_PROBLEM_:
Nothing but the lines from the one with "logo on chest" down to the one with "If you could put a dot on the logo" should be returned, exactly and with both ends included, from the material below.

....

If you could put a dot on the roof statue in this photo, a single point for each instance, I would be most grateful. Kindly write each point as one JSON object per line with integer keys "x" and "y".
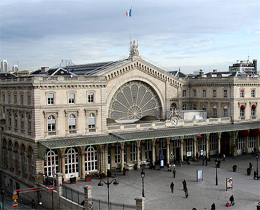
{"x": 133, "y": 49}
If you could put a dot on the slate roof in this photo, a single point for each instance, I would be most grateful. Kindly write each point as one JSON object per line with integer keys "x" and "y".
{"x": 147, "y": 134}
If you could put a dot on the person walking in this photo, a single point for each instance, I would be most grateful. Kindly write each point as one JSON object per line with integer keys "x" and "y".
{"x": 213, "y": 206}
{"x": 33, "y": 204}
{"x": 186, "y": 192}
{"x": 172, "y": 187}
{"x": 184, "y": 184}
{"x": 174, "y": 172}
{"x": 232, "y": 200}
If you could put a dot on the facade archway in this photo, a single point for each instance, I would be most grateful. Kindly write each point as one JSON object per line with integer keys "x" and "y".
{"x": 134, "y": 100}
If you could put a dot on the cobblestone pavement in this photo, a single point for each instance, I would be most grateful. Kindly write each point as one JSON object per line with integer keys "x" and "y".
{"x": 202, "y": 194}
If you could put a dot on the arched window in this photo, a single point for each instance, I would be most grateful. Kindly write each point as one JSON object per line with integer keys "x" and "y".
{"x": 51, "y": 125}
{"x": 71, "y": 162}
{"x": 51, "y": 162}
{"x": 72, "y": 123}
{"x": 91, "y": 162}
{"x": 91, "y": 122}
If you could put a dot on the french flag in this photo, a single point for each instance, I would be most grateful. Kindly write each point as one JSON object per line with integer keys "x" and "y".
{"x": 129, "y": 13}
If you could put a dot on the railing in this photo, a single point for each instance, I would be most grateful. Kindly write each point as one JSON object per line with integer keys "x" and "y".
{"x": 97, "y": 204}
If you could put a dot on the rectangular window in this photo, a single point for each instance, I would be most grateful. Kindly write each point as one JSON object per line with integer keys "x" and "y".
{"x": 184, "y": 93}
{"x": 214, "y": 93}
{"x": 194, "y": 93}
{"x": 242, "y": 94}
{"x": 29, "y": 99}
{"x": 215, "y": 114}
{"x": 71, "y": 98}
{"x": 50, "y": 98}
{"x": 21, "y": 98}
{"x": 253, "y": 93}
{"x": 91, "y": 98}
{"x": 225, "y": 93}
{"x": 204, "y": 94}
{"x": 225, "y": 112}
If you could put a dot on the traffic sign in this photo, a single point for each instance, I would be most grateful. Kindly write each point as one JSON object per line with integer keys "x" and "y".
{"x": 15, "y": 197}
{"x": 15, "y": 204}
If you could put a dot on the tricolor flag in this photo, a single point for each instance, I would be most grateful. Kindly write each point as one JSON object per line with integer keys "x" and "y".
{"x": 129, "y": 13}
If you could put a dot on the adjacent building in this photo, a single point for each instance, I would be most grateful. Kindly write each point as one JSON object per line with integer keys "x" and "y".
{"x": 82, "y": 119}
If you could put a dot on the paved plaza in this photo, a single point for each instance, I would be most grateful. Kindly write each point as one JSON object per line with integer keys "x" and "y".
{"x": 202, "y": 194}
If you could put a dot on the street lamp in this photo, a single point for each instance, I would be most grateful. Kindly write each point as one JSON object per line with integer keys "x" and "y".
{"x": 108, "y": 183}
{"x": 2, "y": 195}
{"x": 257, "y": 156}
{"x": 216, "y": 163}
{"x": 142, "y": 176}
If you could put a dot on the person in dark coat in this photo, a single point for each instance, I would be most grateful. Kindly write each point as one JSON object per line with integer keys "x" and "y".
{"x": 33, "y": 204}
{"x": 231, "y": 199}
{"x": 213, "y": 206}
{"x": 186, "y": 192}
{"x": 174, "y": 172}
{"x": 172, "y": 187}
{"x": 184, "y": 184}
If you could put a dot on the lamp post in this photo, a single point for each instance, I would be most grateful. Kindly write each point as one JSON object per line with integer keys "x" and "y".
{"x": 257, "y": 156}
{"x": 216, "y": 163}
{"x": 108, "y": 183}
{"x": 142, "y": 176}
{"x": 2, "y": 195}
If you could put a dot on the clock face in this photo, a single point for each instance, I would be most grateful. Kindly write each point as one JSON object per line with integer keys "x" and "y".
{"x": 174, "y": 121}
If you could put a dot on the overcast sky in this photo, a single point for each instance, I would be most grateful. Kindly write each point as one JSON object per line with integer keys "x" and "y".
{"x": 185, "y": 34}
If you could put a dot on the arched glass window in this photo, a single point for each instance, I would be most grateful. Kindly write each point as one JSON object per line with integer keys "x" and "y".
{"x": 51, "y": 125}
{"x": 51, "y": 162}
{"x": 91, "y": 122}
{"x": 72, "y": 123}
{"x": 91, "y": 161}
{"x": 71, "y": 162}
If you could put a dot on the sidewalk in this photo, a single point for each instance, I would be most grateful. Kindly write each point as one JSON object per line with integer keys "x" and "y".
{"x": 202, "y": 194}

....

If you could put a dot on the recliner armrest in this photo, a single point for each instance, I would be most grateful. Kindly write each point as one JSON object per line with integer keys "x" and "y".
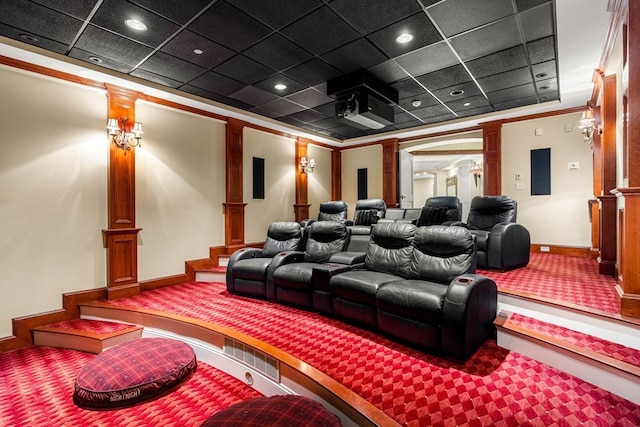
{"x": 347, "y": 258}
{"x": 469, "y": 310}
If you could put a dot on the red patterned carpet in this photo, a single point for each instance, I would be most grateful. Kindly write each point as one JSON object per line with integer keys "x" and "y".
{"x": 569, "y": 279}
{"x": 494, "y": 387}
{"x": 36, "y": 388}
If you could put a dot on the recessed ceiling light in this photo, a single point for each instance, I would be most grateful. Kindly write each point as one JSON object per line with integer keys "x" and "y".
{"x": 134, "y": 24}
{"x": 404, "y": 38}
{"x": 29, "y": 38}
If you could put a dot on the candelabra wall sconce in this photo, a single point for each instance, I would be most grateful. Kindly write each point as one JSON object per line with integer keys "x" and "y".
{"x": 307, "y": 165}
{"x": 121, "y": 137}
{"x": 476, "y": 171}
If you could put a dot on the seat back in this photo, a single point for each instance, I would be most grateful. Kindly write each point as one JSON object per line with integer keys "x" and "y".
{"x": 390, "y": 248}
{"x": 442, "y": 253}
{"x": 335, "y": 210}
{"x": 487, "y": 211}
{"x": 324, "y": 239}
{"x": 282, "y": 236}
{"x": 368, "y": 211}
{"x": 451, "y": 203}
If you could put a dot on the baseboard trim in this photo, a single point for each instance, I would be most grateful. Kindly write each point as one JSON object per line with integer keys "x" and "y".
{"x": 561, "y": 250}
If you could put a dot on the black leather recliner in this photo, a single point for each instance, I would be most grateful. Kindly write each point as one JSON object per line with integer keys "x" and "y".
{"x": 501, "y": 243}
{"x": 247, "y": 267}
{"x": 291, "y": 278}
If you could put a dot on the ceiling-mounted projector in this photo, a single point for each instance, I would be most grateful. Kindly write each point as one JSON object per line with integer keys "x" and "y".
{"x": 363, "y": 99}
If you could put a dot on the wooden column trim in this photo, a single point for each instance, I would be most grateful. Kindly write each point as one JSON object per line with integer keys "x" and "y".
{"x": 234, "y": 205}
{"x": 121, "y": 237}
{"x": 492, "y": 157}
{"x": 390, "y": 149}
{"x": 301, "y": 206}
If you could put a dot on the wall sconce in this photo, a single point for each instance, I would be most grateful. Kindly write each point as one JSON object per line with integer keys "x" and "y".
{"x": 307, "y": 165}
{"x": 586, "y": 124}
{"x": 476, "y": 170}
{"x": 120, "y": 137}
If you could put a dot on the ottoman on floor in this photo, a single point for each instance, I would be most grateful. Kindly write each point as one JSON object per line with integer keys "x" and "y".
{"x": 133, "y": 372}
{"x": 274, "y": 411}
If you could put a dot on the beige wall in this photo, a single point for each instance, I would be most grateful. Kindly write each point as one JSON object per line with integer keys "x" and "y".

....

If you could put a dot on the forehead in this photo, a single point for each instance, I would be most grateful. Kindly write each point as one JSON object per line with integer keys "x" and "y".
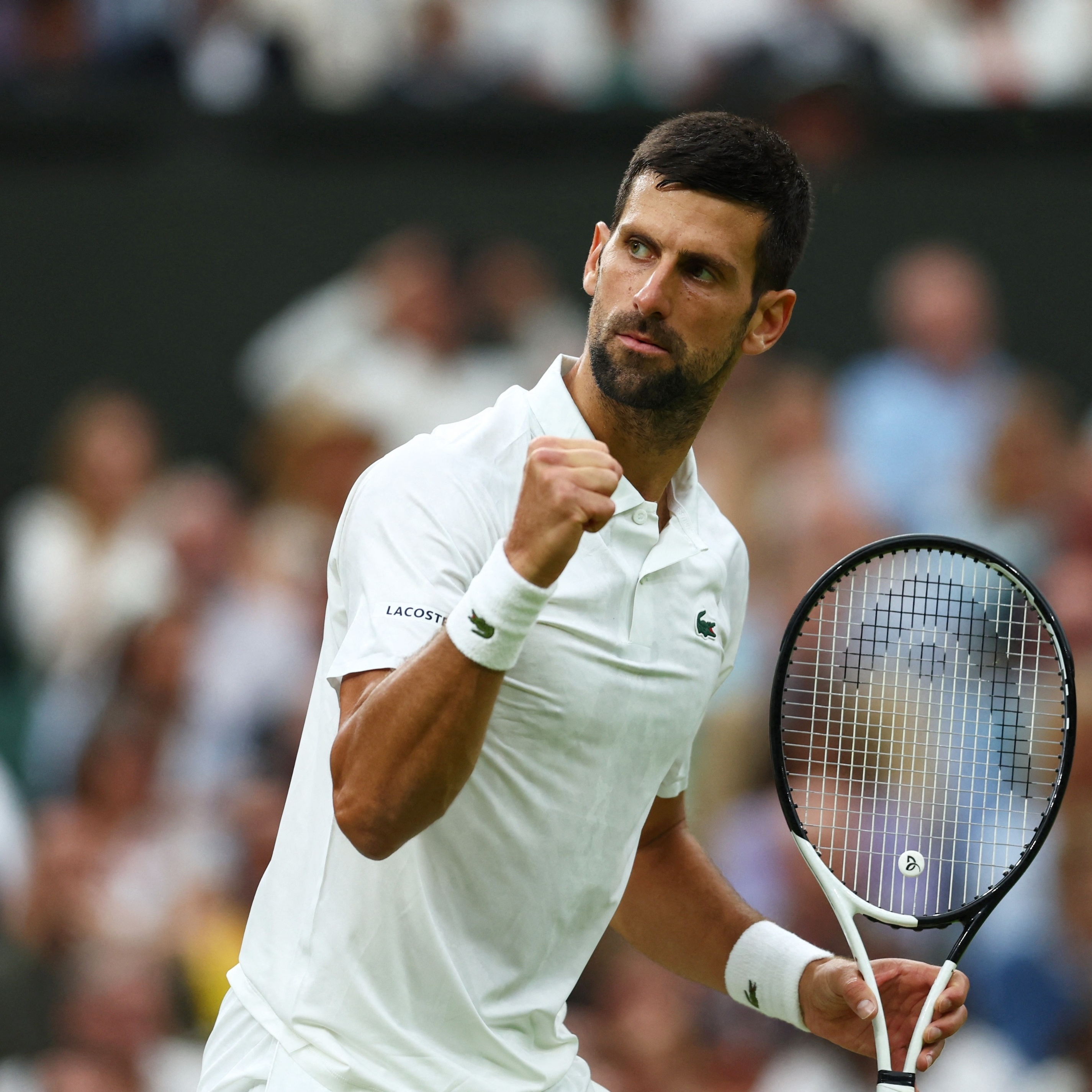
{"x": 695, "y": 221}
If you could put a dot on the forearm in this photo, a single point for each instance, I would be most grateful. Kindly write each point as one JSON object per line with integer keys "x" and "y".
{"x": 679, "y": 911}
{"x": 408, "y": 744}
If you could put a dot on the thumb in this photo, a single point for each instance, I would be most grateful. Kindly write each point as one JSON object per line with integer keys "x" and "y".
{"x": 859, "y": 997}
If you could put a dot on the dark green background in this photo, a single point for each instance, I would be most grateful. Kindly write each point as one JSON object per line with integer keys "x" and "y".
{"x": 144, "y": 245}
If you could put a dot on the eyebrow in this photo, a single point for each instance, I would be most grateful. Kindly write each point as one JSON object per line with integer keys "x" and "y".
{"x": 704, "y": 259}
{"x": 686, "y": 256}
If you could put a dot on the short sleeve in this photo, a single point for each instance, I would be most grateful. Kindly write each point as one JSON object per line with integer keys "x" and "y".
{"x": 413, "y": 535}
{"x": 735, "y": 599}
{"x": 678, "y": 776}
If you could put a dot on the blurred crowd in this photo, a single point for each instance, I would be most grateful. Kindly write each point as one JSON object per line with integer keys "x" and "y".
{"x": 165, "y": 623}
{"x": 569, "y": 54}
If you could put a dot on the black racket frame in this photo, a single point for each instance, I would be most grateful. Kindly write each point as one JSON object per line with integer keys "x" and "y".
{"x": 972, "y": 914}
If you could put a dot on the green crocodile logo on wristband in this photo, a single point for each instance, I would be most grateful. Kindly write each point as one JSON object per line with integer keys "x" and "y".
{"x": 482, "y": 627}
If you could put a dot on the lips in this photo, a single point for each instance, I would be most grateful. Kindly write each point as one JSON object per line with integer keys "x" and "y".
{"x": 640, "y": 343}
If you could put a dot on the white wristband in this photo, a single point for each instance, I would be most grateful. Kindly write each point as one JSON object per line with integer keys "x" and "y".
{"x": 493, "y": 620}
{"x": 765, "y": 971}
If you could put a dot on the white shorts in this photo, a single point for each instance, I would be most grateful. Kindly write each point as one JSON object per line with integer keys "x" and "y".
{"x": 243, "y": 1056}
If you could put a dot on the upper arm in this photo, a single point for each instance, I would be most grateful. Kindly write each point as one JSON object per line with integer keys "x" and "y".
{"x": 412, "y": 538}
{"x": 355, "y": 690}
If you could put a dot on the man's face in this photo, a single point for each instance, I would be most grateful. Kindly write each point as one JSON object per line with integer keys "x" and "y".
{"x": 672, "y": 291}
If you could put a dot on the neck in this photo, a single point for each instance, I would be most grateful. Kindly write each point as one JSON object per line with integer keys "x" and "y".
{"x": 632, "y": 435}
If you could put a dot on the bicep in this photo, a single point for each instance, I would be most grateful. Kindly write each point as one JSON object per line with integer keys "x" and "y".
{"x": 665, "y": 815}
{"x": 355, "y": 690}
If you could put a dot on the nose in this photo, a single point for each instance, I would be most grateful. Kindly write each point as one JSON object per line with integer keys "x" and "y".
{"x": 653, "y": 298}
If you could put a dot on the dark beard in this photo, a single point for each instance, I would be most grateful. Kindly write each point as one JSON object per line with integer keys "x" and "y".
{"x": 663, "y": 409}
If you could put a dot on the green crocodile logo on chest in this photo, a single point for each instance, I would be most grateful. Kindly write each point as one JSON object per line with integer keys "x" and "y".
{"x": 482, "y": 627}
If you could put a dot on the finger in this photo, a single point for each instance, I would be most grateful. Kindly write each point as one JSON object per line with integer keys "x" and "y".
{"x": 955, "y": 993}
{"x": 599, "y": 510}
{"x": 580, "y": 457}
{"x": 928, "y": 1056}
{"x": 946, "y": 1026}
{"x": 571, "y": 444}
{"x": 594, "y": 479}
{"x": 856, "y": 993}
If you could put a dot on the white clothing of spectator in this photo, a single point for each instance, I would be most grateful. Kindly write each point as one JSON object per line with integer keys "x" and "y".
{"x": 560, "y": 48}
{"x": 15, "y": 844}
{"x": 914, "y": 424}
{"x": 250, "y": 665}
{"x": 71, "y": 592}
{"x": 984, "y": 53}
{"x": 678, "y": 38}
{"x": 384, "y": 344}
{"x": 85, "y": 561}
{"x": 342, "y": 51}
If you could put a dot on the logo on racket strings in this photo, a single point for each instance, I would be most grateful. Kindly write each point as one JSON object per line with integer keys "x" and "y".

....

_SOLUTION TO THIS EXERCISE_:
If you could put a dot on the green crocodile logo on chest in this photo, a single point for each instance, I would be most grateful. Kindly write each point as one JSON object per line with integer keys "x" and "y".
{"x": 482, "y": 627}
If you could put a dot on the finger in this photo, a single point for each instance, I would be most grateful. Kindly write each point as one JSON object per line with integer keys "x" and "y".
{"x": 955, "y": 993}
{"x": 599, "y": 510}
{"x": 580, "y": 457}
{"x": 928, "y": 1056}
{"x": 946, "y": 1026}
{"x": 571, "y": 444}
{"x": 594, "y": 479}
{"x": 856, "y": 993}
If you could put a dot on the white clothing of spectator in this photo, a single point for each instance, I would be most grateful. Kindly write each point as one JSON object per line with integer keys "x" and "y".
{"x": 560, "y": 48}
{"x": 15, "y": 844}
{"x": 914, "y": 424}
{"x": 250, "y": 665}
{"x": 71, "y": 592}
{"x": 984, "y": 53}
{"x": 678, "y": 38}
{"x": 384, "y": 344}
{"x": 85, "y": 561}
{"x": 342, "y": 51}
If you could put a dot on the logo on racket strings in this photo, a single point for each instance, I would be most grateful. Kindly write each point as one JSON object per line with integer keys "x" and "y".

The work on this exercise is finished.